▸ **TEXTAUSZUG**:
Georg Klein – „Libidissi“

Rating: ★★½☆☆ 

Die Tatsache, dass Zeitungen und deren Rezensenten ein Buch hoch loben, bedeutet leider noch lange nicht, dass es auch lesbar ist. MRR und seine Mitstreiter haben seinerzeit für viele Beispiele und ungelesenen Regalmeter gesorgt.

„Kafkaesk“ ist ein Gattungsbegriff geworden, der ein unheimliches Gefühl dunkler Ungewissheit, einer rätselhaften unkonkreten Bedrohung, eines Ausgeliefertseins gegenüber schemenhaften dunklen Mächten bezeichnet. Nicht jedermann kann sich an solcher Lektüre delektieren.

▸ **GEGEBENE ANGABEN**:
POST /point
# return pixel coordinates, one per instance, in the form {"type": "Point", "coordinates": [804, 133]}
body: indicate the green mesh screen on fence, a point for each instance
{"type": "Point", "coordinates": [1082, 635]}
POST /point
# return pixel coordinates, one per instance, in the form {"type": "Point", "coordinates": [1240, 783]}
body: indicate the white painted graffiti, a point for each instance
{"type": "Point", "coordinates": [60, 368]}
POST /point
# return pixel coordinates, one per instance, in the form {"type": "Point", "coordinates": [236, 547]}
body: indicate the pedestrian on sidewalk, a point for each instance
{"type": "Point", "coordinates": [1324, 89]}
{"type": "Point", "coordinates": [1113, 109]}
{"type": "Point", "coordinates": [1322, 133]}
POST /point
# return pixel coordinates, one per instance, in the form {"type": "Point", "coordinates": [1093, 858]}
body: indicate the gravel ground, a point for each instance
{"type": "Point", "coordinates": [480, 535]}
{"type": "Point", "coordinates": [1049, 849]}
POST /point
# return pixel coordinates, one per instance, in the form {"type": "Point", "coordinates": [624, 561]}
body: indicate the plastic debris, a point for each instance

▸ **ARBEITSAUFTRÄGE**:
a) Fasse im Textauszug den Absatz, der mit dem Wort „Kafkaesk“ beginnt, in höchstens zwei kürzeren Sätzen zusammen und behalte dabei seine wesentlichen Aussagen bei.
b) Beantworte anhand des Textauszugs die folgenden Fragen:
(i) Wie viele Sterne vergibt die Bewertung?
(ii) Wer hat laut Textauszug seinerzeit für viele ungelesene Regalmeter gesorgt?
(iii) Welcher Begriff ist zu einem Gattungsbegriff geworden?

▸ **LÖSUNGEN NACH AUFGABEN**:
a) „Kafkaesk“ ist zum Gattungsbegriff für ein unheimliches Gefühl dunkler Ungewissheit, rätselhafter Bedrohung und des Ausgeliefertseins an schemenhafte dunkle Mächte geworden. Solche Lektüre gefällt nicht jedem.

b)
(i) Zweieinhalb Sterne.
(ii) MRR und seine Mitstreiter.
(iii) „Kafkaesk“.